Provided records:
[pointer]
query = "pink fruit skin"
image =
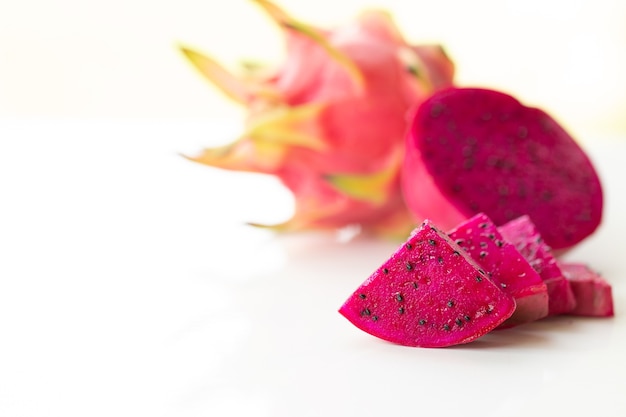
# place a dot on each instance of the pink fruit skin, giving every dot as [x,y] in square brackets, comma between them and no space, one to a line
[336,107]
[594,297]
[429,293]
[473,150]
[506,267]
[522,233]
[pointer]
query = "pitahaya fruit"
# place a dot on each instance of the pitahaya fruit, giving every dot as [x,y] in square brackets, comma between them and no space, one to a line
[480,238]
[429,293]
[472,150]
[593,293]
[523,234]
[329,121]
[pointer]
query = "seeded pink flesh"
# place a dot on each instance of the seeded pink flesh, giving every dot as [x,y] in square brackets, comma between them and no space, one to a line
[476,150]
[523,234]
[503,263]
[593,293]
[429,294]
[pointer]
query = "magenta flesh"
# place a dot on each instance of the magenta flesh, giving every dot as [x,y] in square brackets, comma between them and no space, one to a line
[480,238]
[473,150]
[523,234]
[429,293]
[594,297]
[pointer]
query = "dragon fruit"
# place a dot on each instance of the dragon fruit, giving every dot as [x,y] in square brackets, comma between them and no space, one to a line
[523,234]
[474,150]
[505,266]
[330,121]
[429,293]
[593,293]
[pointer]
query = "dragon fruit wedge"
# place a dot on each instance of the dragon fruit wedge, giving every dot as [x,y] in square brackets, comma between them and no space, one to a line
[472,150]
[593,293]
[523,234]
[503,263]
[429,293]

Your objective:
Retype every entry verbatim and exclude the pictures from the copy.

Answer for this exercise:
[pointer]
query = "pink fruit skin"
image =
# place a dot on each instance of the pink fruit skin, giving every dot as [x,y] in square brackets, comma between them and no space, one to a line
[336,107]
[594,297]
[429,293]
[473,150]
[506,267]
[522,233]
[pointer]
query = "pitahaya fruit"
# place a dot on each instance of the pitahaya fruit, giving every dot as [x,y] in square brackets, comma between them and no space, one to a line
[480,238]
[429,293]
[472,150]
[593,293]
[523,234]
[329,121]
[pointer]
query = "seeded pink flesh"
# place a dot on each instance of the seeded pink flesh, giving every dot as [x,y] in square brackets, comma between them and no space, one to a line
[476,150]
[523,234]
[503,263]
[593,293]
[429,294]
[pointer]
query = "magenta flesh"
# place a dot on each instance of the magenta flesh, giving every dot as [x,y] in square brackets, comma between them and no space, one to a line
[480,238]
[473,150]
[523,234]
[429,293]
[594,297]
[pointer]
query = "dragon fruit"
# place a dot on each instance of the dragon fruit, giving every dot as [x,y] in square brackets, comma between them and no space, one to a line
[523,234]
[474,150]
[505,266]
[330,121]
[429,293]
[593,293]
[pointer]
query = "dragon fruit wedge"
# place a dot on each instance of the dragon fruit wedge, giving every dot as [x,y] in square brackets, comma between them and no space, one to a line
[472,150]
[593,293]
[523,234]
[503,263]
[429,293]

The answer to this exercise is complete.